[TEXT EXCERPT Boundary: Start]
Since his death, Shirase's contribution to Antarctic history has been widely recognised, in Japan and elsewhere. Japan's interest in the Antarctic revived in 1956, when the first Japanese Antarctic Research Expedition (JARE) sailed with the research ship Soya to East Ongul Island and established the Showa research station. JARE named numerous features in the area, including the Shirase Glacier. In 1961 the New Zealand Antarctic Place-Names Committee (NZ-APC) gave the name Shirase Coast to a part of the coastline of King Edward VII Land.

In Sydney, Australia, the Australian Museum now holds the samurai sword presented to Edgeworth David by Shirase just before the expedition began its second voyage to Antarctica in November 1911. The sword was given to the museum in 1979 by David's daughter, and has become a particular point of interest to many Japanese visitors.

In 1981, JARE named its new icebreaker vessel Shirase. This remained in service for 28 years; its replacement, from 2009, was also named Shirase. Also in 1981, Shirase's home town of Nikaho erected a statue close to the explorer's birthplace. The Shirase Antarctic Expedition Party Memorial Museum, dedicated to the explorer's memory, opened in Nikaho in 1990. Each year, on 28 January, the museum holds a special festival, the Walk in the Snow, as a tribute to Shirase's unwavering dedication to the cause of Antarctic exploration.
[TEXT EXCERPT Boundary: End]
REQUIREMENT A:
Answer these questions from the Shirase text.
(i) In what year did the first Japanese Antarctic Research Expedition sail?
(ii) Who gave the samurai sword to the Australian Museum, and in what year?
(iii) On what date does the museum in Nikaho hold the Walk in the Snow?
REQUIREMENT B: Retype the Shirase text from "In 1981, JARE" up to and including "of Antarctic exploration.".
[LISTED RECORDS Boundary: Start]
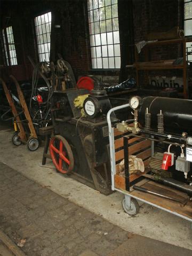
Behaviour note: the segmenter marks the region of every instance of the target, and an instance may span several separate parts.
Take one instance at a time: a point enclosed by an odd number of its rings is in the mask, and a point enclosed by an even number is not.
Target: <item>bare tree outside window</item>
[[[88,0],[92,68],[120,68],[117,0]]]
[[[51,45],[51,12],[35,18],[38,52],[40,61],[49,61]]]

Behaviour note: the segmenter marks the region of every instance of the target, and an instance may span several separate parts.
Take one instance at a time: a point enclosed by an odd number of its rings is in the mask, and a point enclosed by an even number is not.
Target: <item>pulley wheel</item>
[[[29,137],[29,139],[27,142],[27,146],[30,151],[35,151],[39,147],[39,141],[37,138],[33,138]]]
[[[22,142],[20,140],[18,131],[14,133],[12,137],[12,141],[13,145],[15,145],[15,146],[19,146],[20,145],[21,145]]]
[[[73,154],[65,138],[60,135],[52,137],[49,149],[53,164],[59,172],[66,174],[73,170],[74,167]]]

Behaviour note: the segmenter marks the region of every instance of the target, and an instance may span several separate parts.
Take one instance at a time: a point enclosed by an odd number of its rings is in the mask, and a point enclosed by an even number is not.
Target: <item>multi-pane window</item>
[[[7,40],[7,44],[6,40]],[[17,59],[15,48],[14,42],[12,26],[6,28],[6,32],[3,29],[3,40],[5,50],[6,61],[7,66],[10,63],[11,66],[17,65]],[[9,53],[7,52],[7,49]]]
[[[117,0],[87,0],[92,68],[120,68]]]
[[[192,1],[185,0],[184,31],[185,36],[192,36]],[[186,43],[188,52],[192,50],[191,42]],[[188,60],[192,61],[192,55],[188,55]]]
[[[51,12],[48,12],[35,18],[35,25],[39,61],[49,61]]]

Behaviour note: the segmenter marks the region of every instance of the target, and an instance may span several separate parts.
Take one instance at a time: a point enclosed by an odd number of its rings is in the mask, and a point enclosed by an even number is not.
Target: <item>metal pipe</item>
[[[117,106],[117,107],[111,108],[107,113],[107,121],[108,126],[109,139],[109,150],[110,150],[110,161],[111,165],[111,190],[115,190],[114,175],[116,172],[115,156],[115,144],[114,144],[114,128],[111,127],[111,122],[110,120],[110,115],[112,112],[124,108],[129,106],[129,104]]]

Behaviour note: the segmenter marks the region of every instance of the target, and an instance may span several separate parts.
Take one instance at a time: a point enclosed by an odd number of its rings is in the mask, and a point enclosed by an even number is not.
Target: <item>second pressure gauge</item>
[[[138,96],[133,96],[130,98],[129,100],[130,107],[133,108],[133,110],[137,108],[140,104],[141,99],[141,98]]]

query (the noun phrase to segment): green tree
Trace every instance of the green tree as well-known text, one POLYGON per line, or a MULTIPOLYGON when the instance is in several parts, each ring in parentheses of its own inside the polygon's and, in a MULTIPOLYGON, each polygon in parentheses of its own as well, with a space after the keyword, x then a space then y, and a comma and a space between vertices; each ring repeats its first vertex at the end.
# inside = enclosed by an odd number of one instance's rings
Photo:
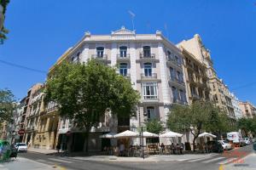
POLYGON ((0 89, 0 124, 3 122, 10 122, 15 105, 15 96, 9 89, 0 89))
POLYGON ((248 136, 249 133, 255 135, 256 133, 256 117, 246 118, 242 117, 237 121, 237 127, 243 131, 246 136, 248 136))
POLYGON ((146 124, 147 131, 149 133, 160 134, 164 129, 161 122, 158 119, 151 119, 150 121, 147 122, 145 124, 146 124))
MULTIPOLYGON (((3 14, 4 16, 6 12, 6 8, 8 3, 9 3, 9 0, 0 0, 0 4, 3 7, 3 14)), ((1 25, 1 23, 0 23, 1 25)), ((7 39, 6 34, 9 33, 9 31, 3 26, 0 26, 0 44, 3 43, 3 41, 7 39)))
POLYGON ((202 130, 216 132, 226 128, 221 117, 224 116, 211 102, 198 100, 191 105, 175 105, 168 116, 167 127, 179 133, 190 132, 195 151, 195 140, 202 130))
POLYGON ((56 102, 60 116, 85 131, 85 151, 90 130, 106 110, 117 116, 130 116, 139 99, 129 80, 95 60, 86 65, 62 63, 46 83, 46 101, 56 102))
[LISTED RECORDS Boundary: End]
ANSWER AREA A:
(i) 1956
(ii) David's daughter, in 1979
(iii) 28 January

ANSWER AREA B:
In 1981, JARE named its new icebreaker vessel Shirase. This remained in service for 28 years; its replacement, from 2009, was also named Shirase. Also in 1981, Shirase's home town of Nikaho erected a statue close to the explorer's birthplace. The Shirase Antarctic Expedition Party Memorial Museum, dedicated to the explorer's memory, opened in Nikaho in 1990. Each year, on 28 January, the museum holds a special festival, the Walk in the Snow, as a tribute to Shirase's unwavering dedication to the cause of Antarctic exploration.